Aim of the task:
Please reproduce the listing below, swapping each "stainless steel" for "brushed steel" and keeping everything else the same.

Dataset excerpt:
################

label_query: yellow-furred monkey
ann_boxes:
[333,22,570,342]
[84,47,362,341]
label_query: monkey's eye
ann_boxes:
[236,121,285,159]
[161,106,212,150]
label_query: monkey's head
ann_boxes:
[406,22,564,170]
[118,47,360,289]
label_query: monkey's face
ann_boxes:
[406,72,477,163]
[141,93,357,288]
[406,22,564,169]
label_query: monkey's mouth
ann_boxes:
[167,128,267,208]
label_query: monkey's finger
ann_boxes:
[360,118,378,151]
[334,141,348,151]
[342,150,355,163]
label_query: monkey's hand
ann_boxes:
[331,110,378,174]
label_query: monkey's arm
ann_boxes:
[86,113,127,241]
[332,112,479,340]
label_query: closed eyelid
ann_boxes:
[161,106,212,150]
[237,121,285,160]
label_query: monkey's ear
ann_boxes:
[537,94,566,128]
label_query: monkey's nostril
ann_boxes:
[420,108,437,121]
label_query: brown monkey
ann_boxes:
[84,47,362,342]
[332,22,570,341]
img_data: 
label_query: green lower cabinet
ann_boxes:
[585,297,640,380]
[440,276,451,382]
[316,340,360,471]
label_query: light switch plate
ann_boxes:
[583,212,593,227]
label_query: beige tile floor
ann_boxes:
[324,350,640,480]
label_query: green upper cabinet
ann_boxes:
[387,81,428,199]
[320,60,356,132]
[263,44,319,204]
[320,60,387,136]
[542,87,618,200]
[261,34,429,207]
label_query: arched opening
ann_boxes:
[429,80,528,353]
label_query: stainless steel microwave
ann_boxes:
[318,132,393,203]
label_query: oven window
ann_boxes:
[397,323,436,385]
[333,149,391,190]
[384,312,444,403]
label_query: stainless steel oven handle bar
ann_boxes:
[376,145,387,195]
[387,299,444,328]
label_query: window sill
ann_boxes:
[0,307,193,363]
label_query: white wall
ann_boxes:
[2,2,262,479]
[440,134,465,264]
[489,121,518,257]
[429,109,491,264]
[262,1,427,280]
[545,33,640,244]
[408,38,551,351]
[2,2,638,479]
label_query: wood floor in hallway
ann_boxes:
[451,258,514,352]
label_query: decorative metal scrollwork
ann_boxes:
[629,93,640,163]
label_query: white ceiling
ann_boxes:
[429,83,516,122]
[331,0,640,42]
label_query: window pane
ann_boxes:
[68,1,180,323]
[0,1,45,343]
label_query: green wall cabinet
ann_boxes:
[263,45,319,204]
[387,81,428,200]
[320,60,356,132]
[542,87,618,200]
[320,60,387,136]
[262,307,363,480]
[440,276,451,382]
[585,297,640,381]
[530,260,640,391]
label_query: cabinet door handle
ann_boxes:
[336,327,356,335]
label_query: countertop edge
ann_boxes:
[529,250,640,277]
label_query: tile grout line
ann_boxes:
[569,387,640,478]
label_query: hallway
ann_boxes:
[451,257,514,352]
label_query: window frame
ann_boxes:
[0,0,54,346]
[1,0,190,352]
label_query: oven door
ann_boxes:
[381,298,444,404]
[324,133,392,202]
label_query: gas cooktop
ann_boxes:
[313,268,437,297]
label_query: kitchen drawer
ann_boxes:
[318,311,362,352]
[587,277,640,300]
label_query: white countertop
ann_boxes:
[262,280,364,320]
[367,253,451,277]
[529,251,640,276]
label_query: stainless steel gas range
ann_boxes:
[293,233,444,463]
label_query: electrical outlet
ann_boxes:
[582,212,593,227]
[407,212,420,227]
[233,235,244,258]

################

Solution:
label_query: yellow-furred monkey
ann_boxes:
[333,22,570,342]
[84,47,362,341]
label_query: monkey's eye
ann_boxes:
[236,121,285,159]
[161,106,212,150]
label_query: monkey's head
ann_boxes:
[406,22,564,170]
[118,47,360,289]
label_query: monkey's face
ann_boxes:
[406,72,477,163]
[141,93,357,288]
[406,22,564,169]
label_query: monkey's mouth
ann_boxes:
[167,128,267,208]
label_query: monkey's finger
ann_boxes:
[360,118,378,151]
[334,141,348,151]
[342,150,355,163]
label_query: monkey's hand
ann_boxes:
[331,110,378,174]
label_query: monkey's arm
ann_boxes:
[86,113,127,241]
[332,112,479,340]
label_query: closed eyelid
ann_boxes:
[161,106,212,150]
[237,121,285,160]
label_query: monkey's ear
ann_boxes:
[537,94,566,128]
label_query: monkey's nostril
ann_boxes:
[420,108,437,121]
label_query: brown monkey
ann_boxes:
[84,47,362,342]
[332,22,570,341]
img_data: 
label_query: green lower cabinet
ann_boxes:
[585,297,640,380]
[440,276,451,382]
[316,340,360,471]
label_query: light switch plate
ann_boxes:
[583,212,593,227]
label_query: beige tile floor
ann_boxes:
[324,350,640,480]
label_query: green upper cabinet
ann_boxes:
[387,81,428,199]
[320,60,356,132]
[263,44,319,204]
[320,60,387,136]
[542,87,618,200]
[261,34,429,207]
label_query: arched opening
ann_boxes:
[429,80,528,353]
label_query: brushed steel microwave
ann_boxes:
[318,132,393,203]
label_query: oven window
ann_boxes:
[397,323,436,385]
[333,149,391,190]
[384,312,444,403]
label_query: brushed steel oven handle bar
ann_boxes:
[376,145,387,195]
[387,299,444,328]
label_query: window sill
ann_boxes:
[0,307,193,363]
label_query: white wall
ann_boxes:
[2,2,262,479]
[440,134,465,264]
[489,121,518,257]
[429,109,491,264]
[262,1,427,280]
[545,33,640,244]
[408,38,551,351]
[2,2,638,479]
label_query: wood floor in hallway
ann_boxes:
[451,258,514,352]
label_query: decorative metal scrollwork
ann_boxes:
[629,93,640,163]
label_query: white ceiling
ann_boxes:
[429,83,516,122]
[331,0,640,42]
label_query: window pane
ann_boxes:
[68,1,180,323]
[0,1,45,343]
label_query: green wall cabinet
ann_boxes:
[263,45,319,204]
[387,81,428,200]
[320,60,356,132]
[542,87,618,200]
[320,60,387,136]
[262,307,363,480]
[440,276,451,382]
[585,297,640,381]
[530,260,640,391]
label_query: cabinet door handle
ann_boxes:
[336,327,356,335]
label_query: countertop edge
ann_boxes:
[529,250,640,277]
label_query: tile grout line
ann_boxes:
[569,387,640,478]
label_query: hallway
ann_boxes:
[451,257,514,352]
label_query: window frame
ann_boxes:
[0,0,54,346]
[1,0,190,352]
label_query: oven door
ann_boxes:
[381,298,444,404]
[324,133,392,202]
label_query: gas cooktop
ann_boxes:
[313,268,437,297]
label_query: kitchen drawer
ann_boxes:
[318,311,362,352]
[587,277,640,300]
label_query: white countertop
ann_boxes:
[262,280,364,320]
[367,253,451,277]
[529,251,640,276]
label_query: brushed steel gas range
ann_boxes:
[293,233,444,463]
label_query: electrical outlet
ann_boxes:
[582,212,593,227]
[407,212,420,227]
[233,235,244,258]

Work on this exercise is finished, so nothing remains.